** Start DATA ENTRIES **
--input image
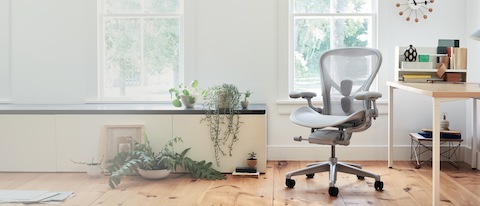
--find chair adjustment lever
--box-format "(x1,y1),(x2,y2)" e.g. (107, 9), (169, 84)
(293, 136), (307, 142)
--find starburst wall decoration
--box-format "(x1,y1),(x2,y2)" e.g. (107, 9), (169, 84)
(396, 0), (435, 23)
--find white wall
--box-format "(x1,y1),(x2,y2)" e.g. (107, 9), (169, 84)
(0, 0), (480, 159)
(0, 1), (10, 103)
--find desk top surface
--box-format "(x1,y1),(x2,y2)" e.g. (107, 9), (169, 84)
(387, 81), (480, 98)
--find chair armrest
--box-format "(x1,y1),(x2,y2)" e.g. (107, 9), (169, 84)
(354, 91), (382, 101)
(290, 91), (317, 99)
(289, 91), (322, 113)
(354, 91), (382, 119)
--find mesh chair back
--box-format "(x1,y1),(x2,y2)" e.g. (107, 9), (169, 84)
(319, 48), (382, 115)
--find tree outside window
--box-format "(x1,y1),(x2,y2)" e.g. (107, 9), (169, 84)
(99, 0), (183, 101)
(290, 0), (375, 93)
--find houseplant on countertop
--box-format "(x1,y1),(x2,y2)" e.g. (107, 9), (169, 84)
(247, 152), (257, 168)
(168, 80), (204, 108)
(240, 90), (253, 109)
(201, 84), (241, 166)
(107, 134), (226, 188)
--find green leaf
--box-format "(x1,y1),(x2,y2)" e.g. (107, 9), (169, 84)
(172, 99), (182, 107)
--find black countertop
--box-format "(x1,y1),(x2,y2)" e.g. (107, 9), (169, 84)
(0, 103), (267, 115)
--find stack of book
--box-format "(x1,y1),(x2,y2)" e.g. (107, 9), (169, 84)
(418, 129), (462, 139)
(403, 74), (432, 83)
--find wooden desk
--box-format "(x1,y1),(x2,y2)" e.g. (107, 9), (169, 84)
(387, 81), (480, 205)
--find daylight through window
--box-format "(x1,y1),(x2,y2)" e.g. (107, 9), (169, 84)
(99, 0), (183, 101)
(290, 0), (376, 93)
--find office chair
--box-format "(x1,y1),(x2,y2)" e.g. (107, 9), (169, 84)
(285, 48), (383, 196)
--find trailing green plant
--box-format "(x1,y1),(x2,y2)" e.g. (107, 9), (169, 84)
(201, 84), (241, 166)
(168, 80), (204, 107)
(107, 136), (226, 189)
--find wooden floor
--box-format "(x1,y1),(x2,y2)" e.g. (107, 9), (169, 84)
(0, 161), (480, 206)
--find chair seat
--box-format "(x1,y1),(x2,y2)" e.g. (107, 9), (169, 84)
(290, 106), (365, 128)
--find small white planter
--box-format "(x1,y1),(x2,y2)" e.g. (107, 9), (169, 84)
(138, 168), (170, 180)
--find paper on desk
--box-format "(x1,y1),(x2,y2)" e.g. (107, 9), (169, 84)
(0, 190), (73, 203)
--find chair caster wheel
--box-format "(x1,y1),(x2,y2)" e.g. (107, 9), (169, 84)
(328, 187), (338, 197)
(285, 179), (295, 188)
(374, 181), (383, 191)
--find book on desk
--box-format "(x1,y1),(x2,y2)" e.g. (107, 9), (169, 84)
(418, 129), (462, 139)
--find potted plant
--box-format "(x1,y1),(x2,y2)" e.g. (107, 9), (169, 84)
(247, 152), (257, 168)
(201, 84), (241, 166)
(168, 80), (203, 108)
(107, 136), (226, 188)
(240, 90), (253, 109)
(70, 157), (103, 178)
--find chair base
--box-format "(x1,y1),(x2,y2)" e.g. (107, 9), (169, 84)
(286, 157), (383, 196)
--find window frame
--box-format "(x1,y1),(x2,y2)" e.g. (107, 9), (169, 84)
(286, 0), (378, 95)
(95, 0), (185, 103)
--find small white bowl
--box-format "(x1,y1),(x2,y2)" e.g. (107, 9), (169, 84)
(138, 168), (170, 180)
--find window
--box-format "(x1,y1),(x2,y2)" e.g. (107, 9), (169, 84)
(98, 0), (183, 101)
(289, 0), (376, 93)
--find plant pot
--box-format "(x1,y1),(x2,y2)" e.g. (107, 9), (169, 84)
(240, 101), (249, 109)
(247, 159), (258, 168)
(87, 164), (103, 178)
(181, 95), (195, 108)
(138, 168), (170, 180)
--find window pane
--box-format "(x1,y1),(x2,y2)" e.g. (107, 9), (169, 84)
(145, 0), (180, 13)
(104, 0), (142, 14)
(294, 0), (372, 13)
(293, 17), (372, 92)
(143, 18), (180, 95)
(294, 0), (330, 13)
(104, 19), (141, 96)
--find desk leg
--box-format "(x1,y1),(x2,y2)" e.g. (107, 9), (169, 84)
(432, 98), (440, 205)
(388, 86), (395, 168)
(471, 98), (478, 169)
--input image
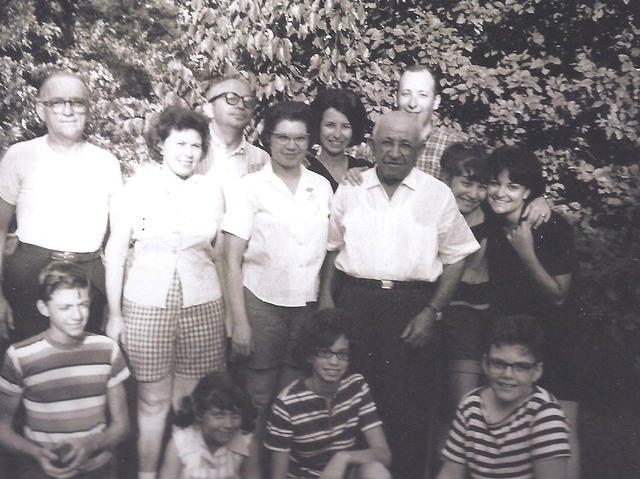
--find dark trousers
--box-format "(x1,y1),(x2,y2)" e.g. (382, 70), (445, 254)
(3, 246), (106, 343)
(335, 278), (442, 479)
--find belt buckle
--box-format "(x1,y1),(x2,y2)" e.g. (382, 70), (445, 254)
(380, 279), (393, 289)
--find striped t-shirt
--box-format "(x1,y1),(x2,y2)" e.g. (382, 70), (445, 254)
(265, 374), (382, 477)
(0, 332), (129, 470)
(442, 386), (571, 479)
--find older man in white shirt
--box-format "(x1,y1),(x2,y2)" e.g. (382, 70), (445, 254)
(320, 111), (479, 479)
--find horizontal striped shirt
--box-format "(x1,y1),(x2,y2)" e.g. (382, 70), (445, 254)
(0, 332), (129, 470)
(265, 374), (382, 477)
(442, 386), (571, 479)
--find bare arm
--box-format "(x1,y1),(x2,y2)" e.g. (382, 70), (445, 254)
(401, 258), (466, 347)
(160, 438), (184, 479)
(224, 233), (253, 356)
(318, 251), (338, 309)
(105, 209), (133, 341)
(436, 459), (464, 479)
(270, 451), (290, 479)
(533, 457), (569, 479)
(0, 198), (16, 339)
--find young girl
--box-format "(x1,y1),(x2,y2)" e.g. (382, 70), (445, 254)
(160, 372), (261, 479)
(265, 309), (391, 479)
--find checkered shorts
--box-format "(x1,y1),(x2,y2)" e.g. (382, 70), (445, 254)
(122, 274), (225, 382)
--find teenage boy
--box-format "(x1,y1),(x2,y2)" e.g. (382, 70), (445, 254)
(0, 261), (129, 479)
(438, 315), (571, 479)
(265, 309), (391, 479)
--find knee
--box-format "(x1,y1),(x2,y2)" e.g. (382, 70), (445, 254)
(356, 462), (391, 479)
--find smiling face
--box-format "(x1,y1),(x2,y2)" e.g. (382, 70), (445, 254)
(211, 79), (253, 130)
(320, 108), (353, 156)
(269, 120), (309, 171)
(397, 71), (440, 127)
(483, 344), (542, 407)
(309, 335), (349, 387)
(197, 406), (242, 450)
(36, 75), (89, 142)
(450, 174), (487, 215)
(37, 288), (91, 343)
(160, 129), (202, 179)
(487, 169), (531, 223)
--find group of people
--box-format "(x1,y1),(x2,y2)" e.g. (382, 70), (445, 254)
(0, 66), (578, 479)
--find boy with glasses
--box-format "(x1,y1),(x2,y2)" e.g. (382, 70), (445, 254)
(438, 315), (571, 479)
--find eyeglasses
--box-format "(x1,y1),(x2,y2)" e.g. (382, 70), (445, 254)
(40, 98), (89, 113)
(487, 358), (539, 374)
(316, 348), (349, 361)
(211, 91), (258, 110)
(271, 132), (309, 146)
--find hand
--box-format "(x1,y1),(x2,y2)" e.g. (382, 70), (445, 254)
(231, 321), (255, 356)
(105, 312), (124, 343)
(522, 196), (551, 230)
(320, 451), (348, 479)
(340, 166), (369, 186)
(507, 221), (536, 259)
(400, 308), (436, 348)
(0, 292), (14, 339)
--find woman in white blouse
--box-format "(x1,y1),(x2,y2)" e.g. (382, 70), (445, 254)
(106, 107), (225, 478)
(222, 102), (332, 420)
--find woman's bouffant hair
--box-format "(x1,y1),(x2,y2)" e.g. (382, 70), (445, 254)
(293, 309), (356, 376)
(147, 105), (209, 160)
(310, 88), (369, 146)
(489, 146), (544, 201)
(174, 371), (256, 432)
(440, 142), (491, 183)
(260, 101), (311, 154)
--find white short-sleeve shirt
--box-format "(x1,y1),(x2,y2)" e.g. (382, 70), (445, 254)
(222, 163), (333, 306)
(0, 136), (122, 253)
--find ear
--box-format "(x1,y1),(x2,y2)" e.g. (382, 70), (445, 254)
(36, 299), (49, 318)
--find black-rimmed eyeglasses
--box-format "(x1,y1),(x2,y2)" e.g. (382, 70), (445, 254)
(211, 91), (258, 110)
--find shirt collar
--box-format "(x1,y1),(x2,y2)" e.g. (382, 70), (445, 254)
(362, 166), (418, 191)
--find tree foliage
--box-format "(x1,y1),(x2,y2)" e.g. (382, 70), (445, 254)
(0, 0), (640, 394)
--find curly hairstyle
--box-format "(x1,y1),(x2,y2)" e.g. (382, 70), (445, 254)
(310, 88), (369, 146)
(174, 371), (256, 432)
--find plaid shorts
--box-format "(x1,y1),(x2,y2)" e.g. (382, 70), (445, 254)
(122, 273), (225, 382)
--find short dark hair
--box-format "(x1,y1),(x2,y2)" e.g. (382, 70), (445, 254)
(38, 261), (91, 303)
(174, 371), (256, 431)
(398, 63), (442, 95)
(440, 142), (491, 183)
(310, 88), (369, 146)
(260, 101), (311, 153)
(149, 105), (209, 156)
(489, 146), (544, 201)
(487, 314), (545, 363)
(294, 308), (355, 376)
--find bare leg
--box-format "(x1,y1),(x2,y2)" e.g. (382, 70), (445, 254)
(138, 376), (173, 474)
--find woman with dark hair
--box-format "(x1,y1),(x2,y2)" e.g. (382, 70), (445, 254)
(265, 309), (391, 479)
(222, 102), (332, 432)
(160, 372), (262, 479)
(106, 106), (225, 478)
(308, 89), (373, 191)
(487, 146), (580, 479)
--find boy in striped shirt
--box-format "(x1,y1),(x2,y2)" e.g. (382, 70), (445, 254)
(438, 315), (571, 479)
(0, 261), (129, 479)
(265, 309), (391, 479)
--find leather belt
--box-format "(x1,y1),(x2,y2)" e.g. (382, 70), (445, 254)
(345, 274), (433, 289)
(18, 241), (101, 263)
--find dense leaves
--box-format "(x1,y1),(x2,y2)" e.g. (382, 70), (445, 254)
(0, 0), (640, 388)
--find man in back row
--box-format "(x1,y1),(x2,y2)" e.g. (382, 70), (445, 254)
(0, 71), (122, 342)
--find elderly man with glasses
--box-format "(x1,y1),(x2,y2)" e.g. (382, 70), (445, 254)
(0, 71), (122, 341)
(198, 75), (269, 181)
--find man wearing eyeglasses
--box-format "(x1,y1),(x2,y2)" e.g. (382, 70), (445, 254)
(319, 111), (479, 479)
(198, 75), (269, 181)
(0, 71), (122, 341)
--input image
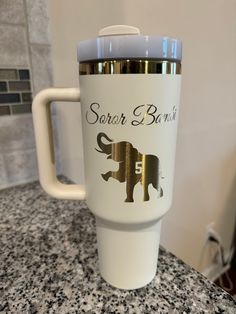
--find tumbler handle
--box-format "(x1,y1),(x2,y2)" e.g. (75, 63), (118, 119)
(32, 88), (85, 200)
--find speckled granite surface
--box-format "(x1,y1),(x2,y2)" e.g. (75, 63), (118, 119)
(0, 182), (236, 314)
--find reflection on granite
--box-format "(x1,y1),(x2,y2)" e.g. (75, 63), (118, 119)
(0, 182), (236, 314)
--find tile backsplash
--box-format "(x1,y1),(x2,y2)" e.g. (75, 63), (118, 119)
(0, 0), (58, 189)
(0, 69), (32, 116)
** End DATA ENTRIES **
Repeat the stretch of rows from the line containing "--find eyeglasses" through the line containing "(260, 101), (311, 154)" word for word, with both of those lines included.

- _RESULT OF THIS EXERCISE_:
--find eyeglasses
--box-format "(x1,y1),(x2,y2)" e.g. (382, 70), (445, 254)
(40, 98), (89, 113)
(487, 358), (539, 374)
(316, 348), (349, 361)
(211, 91), (258, 110)
(271, 132), (309, 146)
--find hand
--box-format "(x1,y1),(x2,y2)" e.g. (382, 70), (445, 254)
(231, 321), (255, 356)
(105, 312), (124, 343)
(522, 196), (551, 230)
(320, 451), (348, 479)
(340, 166), (369, 186)
(507, 221), (536, 259)
(400, 308), (436, 348)
(0, 292), (14, 339)
--find woman in white blouse
--box-format "(x1,y1),(x2,y2)" e.g. (382, 70), (445, 254)
(106, 107), (225, 478)
(222, 102), (332, 420)
--find woman's bouffant hair
--box-format "(x1,y1),(x2,y2)" e.g. (382, 70), (445, 254)
(293, 309), (356, 376)
(147, 105), (209, 160)
(310, 88), (369, 146)
(489, 146), (544, 201)
(174, 371), (256, 432)
(440, 142), (491, 183)
(260, 101), (311, 154)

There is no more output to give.